- Text segment:
These are ten a penny online at the casino. The player involved in every pot, playing too many hands. Often bluffing and paying off bets all over the place. The loose player image is a good one to have as it means you are likely to get paid. A strong player will often do their best to get this image without actually playing crazy. This can be achieved by playing many small pots and attacking many pots with small bets. You don’t actually need to be investing a lot of chips or money to obtain this poker table image.

poker table image
Photo by Markus Spiske @markusspiske

Tight Nitty Image

This is the player folding, hand after hand, round after round and patiently waiting for the premium hands to come along. How these players think they will get paid is beyond me. But in low stakes online and great games live, they do! The benefit of having a nitty image is if you have the ability to change gears, you can pull off many bluffs (against the right opponents). The reason is simple, if you have folded for 2 hours and now 3 bet, your opponents will give you credit – and rightly so.

Fishy/Donkey Image

This is just a bad player. It is similar to a loose image, however, a loose player can still be a strong player. Where a loose player is involved in lots of pots and trying bluff, a fish/donkey is just playing bad poker. This image is not desirable as it a strong player will target you all day long. It is not in your interest to get into personal battles or be known as the worst player at the table.

- Data records:

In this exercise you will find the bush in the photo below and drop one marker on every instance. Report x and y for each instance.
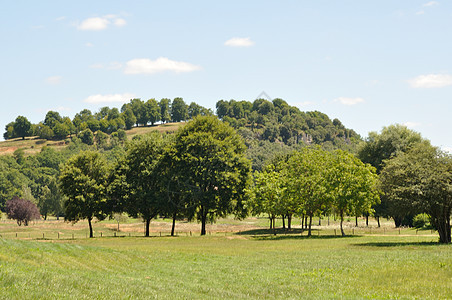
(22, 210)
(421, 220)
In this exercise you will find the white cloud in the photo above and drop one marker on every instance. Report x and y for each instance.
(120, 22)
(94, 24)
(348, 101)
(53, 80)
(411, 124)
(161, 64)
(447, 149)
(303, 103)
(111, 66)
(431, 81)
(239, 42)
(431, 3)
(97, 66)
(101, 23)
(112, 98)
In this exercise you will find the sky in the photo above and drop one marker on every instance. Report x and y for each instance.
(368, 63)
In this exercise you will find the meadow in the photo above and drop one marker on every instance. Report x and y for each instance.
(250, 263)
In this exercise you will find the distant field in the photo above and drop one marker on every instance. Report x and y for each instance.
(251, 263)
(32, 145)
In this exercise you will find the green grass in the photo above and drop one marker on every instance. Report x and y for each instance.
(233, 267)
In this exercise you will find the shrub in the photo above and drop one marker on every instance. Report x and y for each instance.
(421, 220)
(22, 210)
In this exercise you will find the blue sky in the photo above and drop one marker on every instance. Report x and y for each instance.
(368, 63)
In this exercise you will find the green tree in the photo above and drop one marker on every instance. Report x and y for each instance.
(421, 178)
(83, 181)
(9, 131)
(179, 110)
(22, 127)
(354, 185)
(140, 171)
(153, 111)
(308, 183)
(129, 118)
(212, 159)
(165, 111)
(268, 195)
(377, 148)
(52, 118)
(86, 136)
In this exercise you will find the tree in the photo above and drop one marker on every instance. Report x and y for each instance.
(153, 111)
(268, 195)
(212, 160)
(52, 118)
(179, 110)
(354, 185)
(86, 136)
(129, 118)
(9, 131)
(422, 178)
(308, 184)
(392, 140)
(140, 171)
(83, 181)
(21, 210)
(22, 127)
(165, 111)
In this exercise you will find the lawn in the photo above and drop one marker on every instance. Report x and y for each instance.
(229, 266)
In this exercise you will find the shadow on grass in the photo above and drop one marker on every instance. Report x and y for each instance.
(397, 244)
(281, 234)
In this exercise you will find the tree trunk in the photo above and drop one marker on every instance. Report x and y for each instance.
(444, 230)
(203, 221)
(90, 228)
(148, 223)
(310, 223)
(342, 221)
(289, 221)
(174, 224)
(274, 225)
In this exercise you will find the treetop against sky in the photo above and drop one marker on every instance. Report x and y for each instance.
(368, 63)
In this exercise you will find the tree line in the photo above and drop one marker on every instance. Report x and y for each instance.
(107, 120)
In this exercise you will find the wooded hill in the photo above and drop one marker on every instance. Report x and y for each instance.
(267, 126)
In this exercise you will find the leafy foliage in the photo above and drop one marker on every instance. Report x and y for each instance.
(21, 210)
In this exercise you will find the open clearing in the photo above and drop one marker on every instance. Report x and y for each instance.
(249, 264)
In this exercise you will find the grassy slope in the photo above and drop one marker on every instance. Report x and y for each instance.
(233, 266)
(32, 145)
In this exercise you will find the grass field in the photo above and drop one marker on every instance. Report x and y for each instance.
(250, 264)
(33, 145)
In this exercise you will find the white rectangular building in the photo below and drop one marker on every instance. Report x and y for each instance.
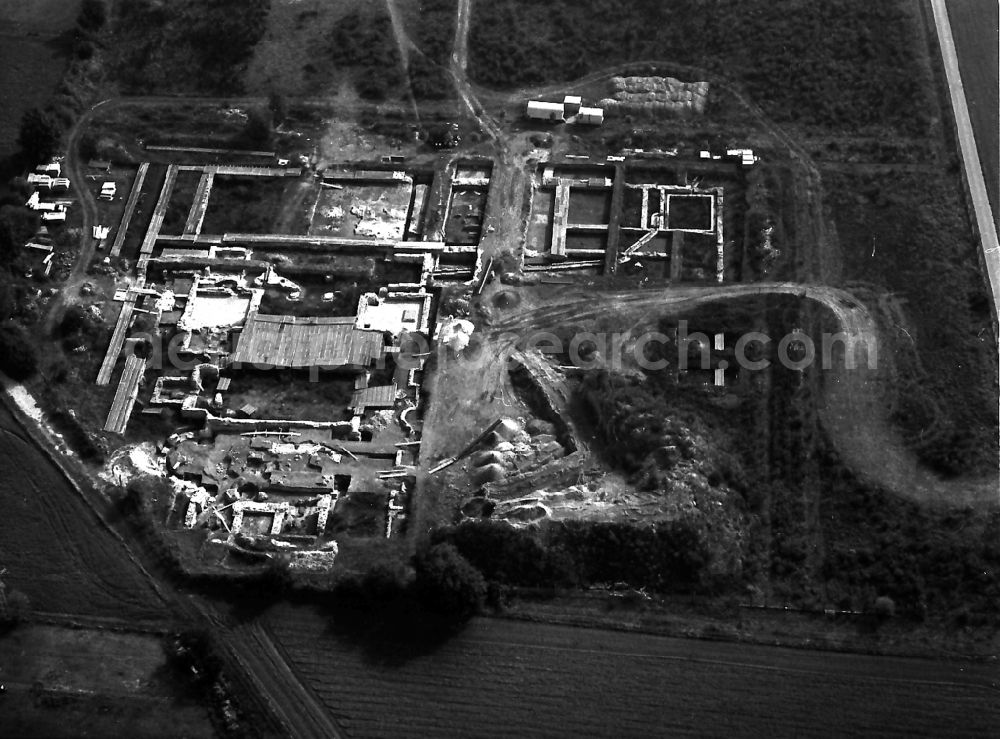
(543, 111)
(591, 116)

- Task prompt: Reproduce the passage on poker table images word for word, from "These are ten" up to and including "poker table image.".

- Task answer:
These are ten a penny online at the casino. The player involved in every pot, playing too many hands. Often bluffing and paying off bets all over the place. The loose player image is a good one to have as it means you are likely to get paid. A strong player will often do their best to get this image without actually playing crazy. This can be achieved by playing many small pots and attacking many pots with small bets. You don’t actually need to be investing a lot of chips or money to obtain this poker table image.